この読書会の前後に『李の花は散っても』という小説が出て、これも読んだメンバーさんの話によると、こちらのほうが私が求めていたものがしっかりと書かれているから、「こちらを読め!」とお達しが来ました。読みます!!

いつもとは様子の違った読書会になり、とても楽しかったです。

18世紀のヘアスタイリング

新しい訳本が出ました! 『18世紀のドレスメイキング』がローズ・ベルタンを気取る本だとしたら、『18世紀のヘアスタイリング』はレオナール・オーティエになりきる本。ちなみに、ベルタンはマリー・アントワネットのドレスメーカー、オーティエはマリー・アントワネットの髪結い師です。

これを訳すために、資料を読むという口実をつけ、『ベルばら』を全巻読みなおしましたし、同じく漫画の『傾国の仕立て屋ローズ・ベルタン』も、ノンフィクションの『マリー・アントワネットの髪結い:素顔の王妃を見た男』も参考にしました。本当はツヴァイクの『マリー・アントワネット』も読みたかったのですが、時間がなかったので、こちらはあとの楽しみに。漫画情報は、翻訳の勉強会や読書会で一緒の人にいろいろと教えてもらい、助かりました!

もちろん、ソフィア・コッポラの『マリー・アントワネット』も見直しましたし、オーストリア妃だったシシィこと、エリーザベト・フォン・エスターライヒのドラマも見て、時代や国が変わればドレスも髪型も変わるもんだと実感。

これはロココ時代のヘアスタイリングについての本なのですが、著者たちがアメリカ人なので、ロココヘアがイギリスやアメリカに広まるとどうなったか、なんてことにも言及があります。フランスほどはっちゃけてない! あと、髪がセミロングでもロココヘアにできますし、自分で整髪剤やコスメを作れるレシピも載ってます。

とにかくですね、ファッションの歴史は面白い! 俄然興味が湧き、今オンラインでファッション史講座を受講してます。講師はこの本の監修を担当されている青木さんです。勉強もしたし、ファッション史の本、どんどん訳したい!

インスタグラムでは、歴史衣装のコスプレしている人たちをいっぱいフォローしてます。みんなとても楽しそう! この間コミコンに行ってきたのですが、ロココに特化したイベントがあったらすごく楽しいだろうにと思いました。すでにどこかでやってそうですが。

コロナ禍でファッションが遠のいた人たちは、ロココ調のヘアやドレスを現代風にアレンジして、どかーんとおしゃれを楽しんでみては? まあ、既にそういう人が一人いますが、それは黒柳徹子さん! 私が師と仰ぐ方です。

読書会12 – 私の名前はルーシー・バートン

3月の読書会の課題書は、エリザベス・ストラウトの『私の名前はルーシー・バートン』(小川高義訳)。1980年代のニューヨークが舞台で、イリノイ州の田舎で暮らした過去にフラッシュバックしたかと思えば、フラッシュフォーワードもする。

==============================

練習問題
1/ 次の(a)〜(c)が読書会と訳本についての文章の内容と一致するか、「はい」か「いいえ」で答え、決め手となる文章中の語句をそのまま引用すること。(a) オーティエはマリー・アントワネットのドレスメーカーである。(b) 筆者はツヴァイクの『マリー・アントワネット』を読み終えた。(c) 『18世紀のヘアスタイリング』には整髪剤やコスメを自作するレシピが載っている。
2/ 読書会と訳本についての文章を、最後の文のあとから引き継いで書き進めること。

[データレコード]
==============================

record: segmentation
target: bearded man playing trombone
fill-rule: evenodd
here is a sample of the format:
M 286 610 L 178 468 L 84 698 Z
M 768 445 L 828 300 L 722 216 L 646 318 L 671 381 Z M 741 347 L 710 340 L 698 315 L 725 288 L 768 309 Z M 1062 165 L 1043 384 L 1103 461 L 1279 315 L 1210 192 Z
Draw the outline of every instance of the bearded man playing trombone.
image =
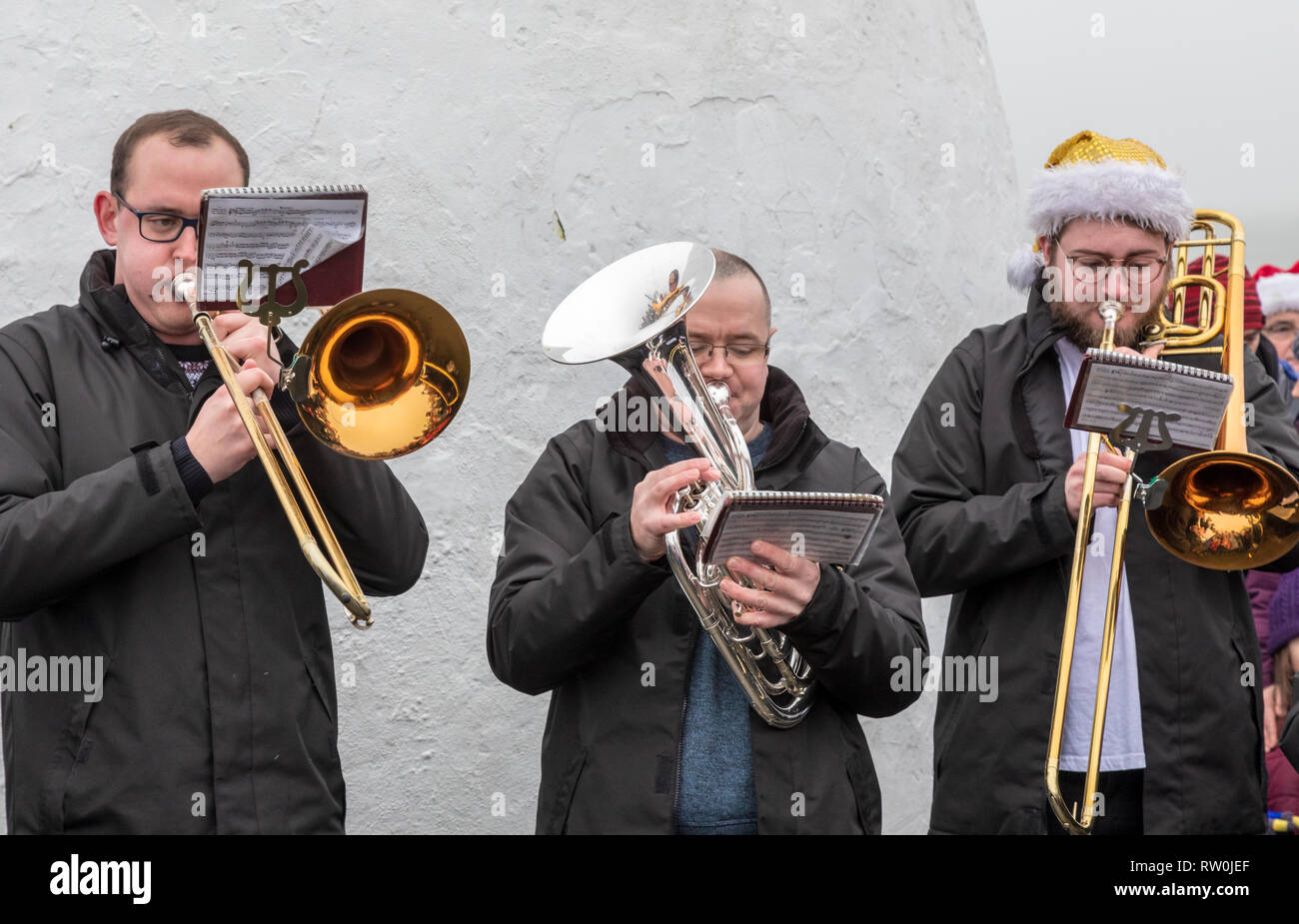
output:
M 91 256 L 75 305 L 0 330 L 0 653 L 103 668 L 94 689 L 0 693 L 14 833 L 343 831 L 320 580 L 246 467 L 252 440 L 188 306 L 158 284 L 194 269 L 200 192 L 247 180 L 213 119 L 142 117 L 95 196 L 116 249 Z M 255 318 L 216 327 L 244 395 L 275 392 L 361 585 L 409 588 L 427 532 L 400 483 L 310 437 Z
M 1064 829 L 1048 808 L 1043 768 L 1087 444 L 1087 433 L 1065 428 L 1065 406 L 1083 352 L 1100 344 L 1096 302 L 1124 306 L 1115 344 L 1133 352 L 1146 313 L 1164 298 L 1170 245 L 1186 236 L 1191 214 L 1179 179 L 1139 141 L 1081 132 L 1060 144 L 1029 193 L 1034 252 L 1017 254 L 1008 274 L 1028 291 L 1028 310 L 952 350 L 894 457 L 898 518 L 920 590 L 953 594 L 944 655 L 995 657 L 1000 668 L 995 699 L 939 693 L 934 832 Z M 1102 288 L 1078 292 L 1074 283 L 1089 278 Z M 1220 362 L 1216 354 L 1176 361 Z M 1243 387 L 1254 413 L 1250 452 L 1299 471 L 1299 437 L 1248 349 Z M 1187 454 L 1147 452 L 1134 466 L 1099 456 L 1059 764 L 1070 806 L 1091 744 L 1115 505 L 1130 470 L 1150 483 Z M 1274 567 L 1294 567 L 1293 558 Z M 1173 557 L 1138 509 L 1122 575 L 1096 833 L 1263 832 L 1259 646 L 1242 574 Z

==============================

解答一覧
1/
(a) いいえ。「オーティエはマリー・アントワネットの髪結い師です」
(b) いいえ。「本当はツヴァイクの『マリー・アントワネット』も読みたかったのですが、時間がなかったので、こちらはあとの楽しみに。」
(c) はい。「自分で整髪剤やコスメを作れるレシピも載ってます。」

2/
とても貧しい幼少時代を過ごした、主人公のルーシー・バートンは一家の中で唯一大学に進学し、結婚して子どもを産み、小説家としての才能を開花させ、ニューヨーク市に住んでいる。ところが病気で長期入院することになったため、田舎から母親が付き添いとして5日間だけ病院に寝泊まりする。田舎で貧しいまま暮らした母親と、都会で作家として成功しはじめた娘の会話は、水面下でぎくしゃくする。

ルーシー・バートンがイリノイでどういう暮らしをしていたのかは、少しずつ明らかになるが、深くは掘り下げない。貧しさのせいで欠落しているものを抱え、親の愛がいびつで、虐待を受けたルーシーの過去は少しずつあぶり出される。

読書会では、現在過去未来を行ったり来たりするストーリーの流れのなかでルーシーの過去を拾い集めたものを披露し合うように、「つまり、ルーシーは……?」と話し合ったのが興味深かった。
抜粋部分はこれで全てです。